**PAGE:**
★ ★ ★ ★ ★ ★ ★
# nice 300zx



## 300zxkidd (Oct 30, 2003)

hi, my friend is giving me his 300zx for free he wants it out he says it needs brakes a tranny job (slipping) its auto..and no cluster lights work....its the nissan 3000 v6 n/a motor...a book i read says theres no difdference between the turbo and the n/a engine besides well the turbo..duh.....but what kind of turbo fits on there and what modifications would be ideal to extract huge amounts of power from the beast....im new to nissan so i gotta start somewhere...also is it a good engine and how much hp the block can take b4 cracking..or worse exploding its a 1986 300zx n/a.....what would be some good things to start out with?help ...thanks


----------



## MaximaZX (Oct 30, 2003)

the VE30DE (T) motor is a strong platform to start with, but there are a few things you need to think about before trying to turbocharge your normally aspirated 300zx. how many miles are on the motor and tranny? what are you planning to do about the tranny problem? some people will tell you to swap out a 5 spd tranny, but the auto could do the job just fine (again, depending on what you want out of your car) you could get the auto tranny rebuilt and beefed up, and it could probably hold all the power you could throw at it (assuming you arent planning to make this a monster. there are other routes than turbo, (i.e. N2O, or even all motor) you could easily make this a great bracket racer (autos are VERY consistant). i would say get the car in tip top shape before dropping too much money into it... good luck, and keep us informed on your progress


----------



## Z_Spool (Sep 27, 2003)

Welcome. Well, I can't tell you what to do but I'm planning on just dropping a VG30DE-TT into it since my motor has over 300,000 miles on it, and wouldn't be worth building up too big. I'd also go with a stick (mine already is) since I'll be using it more for road courses and autocross. (and an occasional mountain twistie run ) How much power are you looking for? I know that you can get a grip of parts for the stock motor/trans, if you want to rebuild. (clutch, flywheel, intake, cat-backs, etc.) Again, welcome and have fun.


----------



## 300zxkidd (Oct 30, 2003)
★ ★ ★ ★ ★ ★ ★
**TASK REQUIREMENTS:**
(a) In the 300zx thread, how many miles does Z_Spool say are on his motor?
(b) Please go on with the 300zx forum thread from the point where it stops.
The lines that come next have no connection to the 300zx thread.

**MATERIAL PROVIDED:**
★ ★ ★ ★ ★ ★ ★
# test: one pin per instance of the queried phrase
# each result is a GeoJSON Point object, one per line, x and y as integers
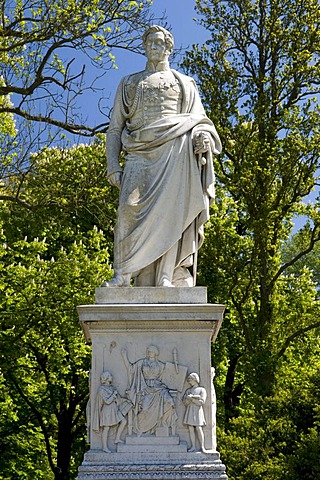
★ ★ ★ ★ ★ ★ ★
**ANSWERS BELOW:**
(a) Over 300,000 miles.

(b)
*hmmm*

i wanna get enough hp to burn all the ricers at my auto school...at least 450.....i need to know what i have to do exactly to get 450...i can dyno it at my school......just need facts cuz im not familiar with this car yet


----------



## Z_Spool (Sep 27, 2003)

Well, I don't think you'll need that much power to tear up the ricer's... they all think they have 250+ hp, then they find out it's only 145 hp. funny to watch their dissapointed faces. I'm not sure of any places in NY that deals with turbo build-ups other than a Subaru shop. I know that XS Engineering here in Huntington Beach can get the VG30's running up over 500 hp. The one thing I'd discourage though, Nitrous. Don't use nitrous except for an additional boost to get you through the lag, or a long gear.
(oh btw, I'd lay low on talking about racing, unless it's strictly on the track... the mod's and other users get real touchy about it)


----------



## 300zxkidd (Oct 30, 2003)

*k*

ty for the replies id like to hear more....about the 500hp plus buildup how much does it cost?.....about the ricers..i know they are all pretty much stock cept for an exhaust and intake which is pretty much pointless unlees ur taking out serious horse...but of course no one makes that power on a honda b16 ..nothing against honda ..just tired of seeing to many and not modified at all...the only place i really respect hondas r on the freeway when around 5k rpm they kick in the vtech.....h22's are alright.....but im still fussing with this car....i hear its a pretty good motor with good top end...i just need strictly performance out of it i have nop where to start and i gotta figure it out...i might get it rebuilt and bored over....i plan to
ADD cams (preferabkle mid range cams"
forged pistons....je...
connecting rods dunno yet but definataly gonna be added when i get the motor rebuilt.
crank maybe...i dunno though have to research...
custom flywheel..yes a flywheel makes a difference...has to do with kinetic energy and the way its constructed..
MAYBE ILL GO AUTOMATIC TRNAS..(i may be weird for saying that but a performance torque convertor with high stall speed willd o wonders and possibly double torque depending on the impeller's fin angles"
tranny gears a definite.dunno numbers yet.
ignitition dunno which is good.
iridium sprak plugs
greddy turbo..but really pricey at this time
HUGE INJECTORS
gonna eliminate..a/c....power steering and all non-essential accessories and seats...
all in all i got alot to do and only about 10 grand so far ill let you guys know what ive done week by week i gotta strip it to paint it this week cuz its BROWN......also need to look at what kind of gears are in the differential..also need website to look for bodykit...well thats aboput it all replies r welcome...by the way the reason i know about all that kinetic energy mambo jambo is cuz im in auto school...so ill know cars inside and out..  thanks all


----------



## Z_Spool (Sep 27, 2003)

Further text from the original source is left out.